[[ Listed records, beginning ]]

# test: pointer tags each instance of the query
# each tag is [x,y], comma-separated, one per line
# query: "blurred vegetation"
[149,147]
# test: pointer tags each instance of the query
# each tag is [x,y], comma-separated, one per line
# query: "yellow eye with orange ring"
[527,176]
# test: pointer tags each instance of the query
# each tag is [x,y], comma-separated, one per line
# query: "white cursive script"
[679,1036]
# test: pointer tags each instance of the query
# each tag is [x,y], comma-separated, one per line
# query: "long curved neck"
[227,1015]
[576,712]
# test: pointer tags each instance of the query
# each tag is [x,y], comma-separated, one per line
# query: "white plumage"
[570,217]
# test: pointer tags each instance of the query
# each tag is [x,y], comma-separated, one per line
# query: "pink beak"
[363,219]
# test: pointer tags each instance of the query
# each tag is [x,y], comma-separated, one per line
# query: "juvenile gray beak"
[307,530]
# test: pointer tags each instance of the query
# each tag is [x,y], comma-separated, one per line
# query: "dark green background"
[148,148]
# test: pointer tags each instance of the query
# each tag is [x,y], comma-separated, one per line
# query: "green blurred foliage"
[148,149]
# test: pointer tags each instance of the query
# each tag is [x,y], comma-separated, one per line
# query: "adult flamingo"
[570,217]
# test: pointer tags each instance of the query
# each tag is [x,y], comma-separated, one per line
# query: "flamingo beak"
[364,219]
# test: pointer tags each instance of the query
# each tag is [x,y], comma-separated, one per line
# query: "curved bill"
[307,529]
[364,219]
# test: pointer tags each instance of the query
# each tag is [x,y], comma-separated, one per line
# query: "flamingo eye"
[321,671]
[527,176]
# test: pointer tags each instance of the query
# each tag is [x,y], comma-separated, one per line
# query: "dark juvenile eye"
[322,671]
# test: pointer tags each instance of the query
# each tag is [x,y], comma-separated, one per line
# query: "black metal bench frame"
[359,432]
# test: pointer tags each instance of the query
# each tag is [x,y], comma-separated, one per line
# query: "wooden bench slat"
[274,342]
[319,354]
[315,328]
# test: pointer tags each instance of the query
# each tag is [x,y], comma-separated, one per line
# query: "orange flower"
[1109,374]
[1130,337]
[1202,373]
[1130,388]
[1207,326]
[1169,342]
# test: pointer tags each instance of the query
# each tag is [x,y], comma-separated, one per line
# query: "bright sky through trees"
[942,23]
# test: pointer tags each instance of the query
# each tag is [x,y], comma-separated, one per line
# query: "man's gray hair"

[[ Listed records, end ]]

(Your assignment)
Repeat all of the entries above exactly.

(Worked solution)
# test: pointer tags each instance of the query
# each tag is [x,y], comma-separated, one per line
# query: "blurred vegetation"
[149,147]
# test: pointer tags each instance of the query
# each tag is [x,y], comma-separated, one per line
# query: "yellow eye with orange ring"
[527,176]
# test: pointer tags each instance of the query
# each tag is [x,y], comma-separated, one per line
# query: "white cursive script"
[679,1036]
# test: pointer tags each instance of the query
# each tag is [x,y], comma-separated, one per line
# query: "long curved neck"
[227,1015]
[576,712]
# test: pointer tags each instance of the query
# each tag is [x,y], comma-separated, one per line
# query: "white plumage"
[570,217]
# test: pointer tags each instance of the query
# each tag is [x,y], comma-separated, one per line
# query: "pink beak"
[363,219]
# test: pointer tags each instance of the query
# each tag is [x,y], comma-separated, one per line
# query: "juvenile gray beak"
[307,530]
# test: pointer tags each instance of the query
# each tag is [x,y], comma-separated, one per line
# query: "dark green background"
[148,148]
# test: pointer tags each instance of the query
# each tag is [x,y], comma-separated, one per line
# query: "green blurred foliage"
[148,149]
# test: pointer tags each instance of the query
# each tag is [x,y], comma-separated, one per line
# query: "adult flamingo"
[570,217]
# test: pointer tags each instance of the query
# each tag is [x,y], comma-separated, one per line
# query: "flamingo beak"
[364,219]
# test: pointer tags each instance of the query
# each tag is [x,y], comma-separated, one per line
# query: "curved bill"
[307,529]
[364,219]
# test: pointer tags each instance of the query
# each tag is [x,y], comma-separated, one per line
# query: "flamingo eye"
[321,671]
[527,176]
# test: pointer tags each instance of the query
# each tag is [x,y], comma-separated, one per line
# query: "dark juvenile eye"
[322,671]
# test: pointer tags each instance of the query
# each tag is [x,y], comma-separated, one per line
# query: "black metal bench frame"
[359,432]
# test: pointer tags each instance of the query
# each tag is [x,y], comma-separated, one per line
# query: "wooden bench slat"
[274,342]
[319,354]
[315,328]
# test: pointer tags each instance of the query
# each tag is [x,y], comma-separated, one per line
# query: "orange flower"
[1109,374]
[1130,337]
[1202,373]
[1130,388]
[1207,326]
[1169,342]
# test: pointer tags each instance of the query
# each tag is [x,y], comma-separated, one per line
# query: "bright sky through trees"
[942,23]
# test: pointer tags each instance of the query
# each tag is [x,y], comma-separated, one per line
# query: "man's gray hair"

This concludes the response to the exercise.